Pointing dataset excerpts
=====

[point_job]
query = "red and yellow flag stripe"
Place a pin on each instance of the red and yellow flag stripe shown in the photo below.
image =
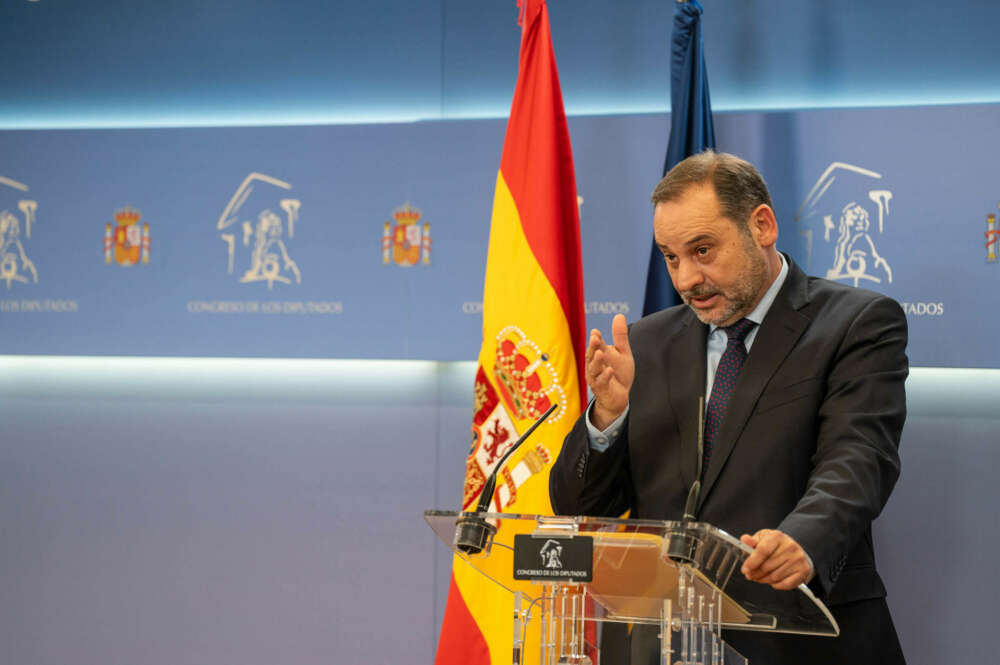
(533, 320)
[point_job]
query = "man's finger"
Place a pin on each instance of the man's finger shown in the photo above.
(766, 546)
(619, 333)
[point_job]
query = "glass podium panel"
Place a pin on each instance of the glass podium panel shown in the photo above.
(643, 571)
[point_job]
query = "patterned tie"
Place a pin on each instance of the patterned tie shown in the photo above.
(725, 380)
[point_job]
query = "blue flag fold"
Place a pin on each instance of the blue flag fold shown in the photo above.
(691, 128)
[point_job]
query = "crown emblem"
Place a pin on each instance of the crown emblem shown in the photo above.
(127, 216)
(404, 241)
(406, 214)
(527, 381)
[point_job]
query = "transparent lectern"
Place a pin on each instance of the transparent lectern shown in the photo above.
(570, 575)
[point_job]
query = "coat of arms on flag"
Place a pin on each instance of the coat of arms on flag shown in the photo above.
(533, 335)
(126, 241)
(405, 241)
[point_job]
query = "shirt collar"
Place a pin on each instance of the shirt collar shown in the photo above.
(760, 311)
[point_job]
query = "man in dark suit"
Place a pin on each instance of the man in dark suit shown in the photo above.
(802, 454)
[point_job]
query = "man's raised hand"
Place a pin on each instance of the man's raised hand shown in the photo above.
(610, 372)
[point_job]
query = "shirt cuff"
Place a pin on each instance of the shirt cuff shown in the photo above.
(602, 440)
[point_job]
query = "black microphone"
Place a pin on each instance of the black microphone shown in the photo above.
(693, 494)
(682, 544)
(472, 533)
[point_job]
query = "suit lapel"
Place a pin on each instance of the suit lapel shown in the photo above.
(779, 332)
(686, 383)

=====

What you should do: Set the pictures aside and transcribe the data above exactly.

Answer to the exercise:
[point_job]
query = "red and yellow flag stripe"
Place a pin on each instance of the red and yellow flag stripe shown in the photo below.
image =
(533, 320)
[point_job]
query = "man's finger"
Place a pin on each instance of the man's finger shown in the photo above.
(766, 546)
(619, 333)
[point_job]
query = "glass podium panel"
Place a pin on each instance of the glass podium panel shown in the photo above.
(643, 571)
[point_job]
query = "patterned tie"
Place a pin on each instance of the patterned tie shown in the photo above.
(725, 380)
[point_job]
query = "blue flag fold"
Place a pin on each instance of the blue flag fold shown in the photo above.
(691, 128)
[point_job]
query = "crown emblem"
Place a pin on each instance of the crown emblem shown in the photo above.
(127, 216)
(404, 241)
(406, 214)
(527, 381)
[point_job]
query = "transparent lectern"
Place a pin on each instance of the transparent lectern shown in the photo above.
(570, 575)
[point_job]
query = "coat of arms on flag"
Place a pin on each instance of the coat of arms on flag shown in the photo above.
(533, 335)
(126, 241)
(405, 241)
[point_job]
query = "shirt collar"
Place a pin on each instance of the shirt collar shown in the photo above.
(760, 311)
[point_job]
query = "man in dark suit"
Place a pin on each instance of the man in dark suit shown in the photo above.
(802, 454)
[point_job]
query = "man's raised hand"
Place a pin on each instance of the man's raised hand shown in the photo above.
(610, 372)
[point_job]
query = "shirt cuff"
Place a pin on each instance of the shirt cuff shown in the photo above.
(602, 440)
[point_job]
query = "black microphone"
Place a pin on each instance of the black microphone shown in the photo above.
(693, 494)
(682, 544)
(472, 533)
[point_job]
query = "suit lapel"
Place a pin on each instance of the suit lapel shown in the photo above.
(779, 332)
(686, 383)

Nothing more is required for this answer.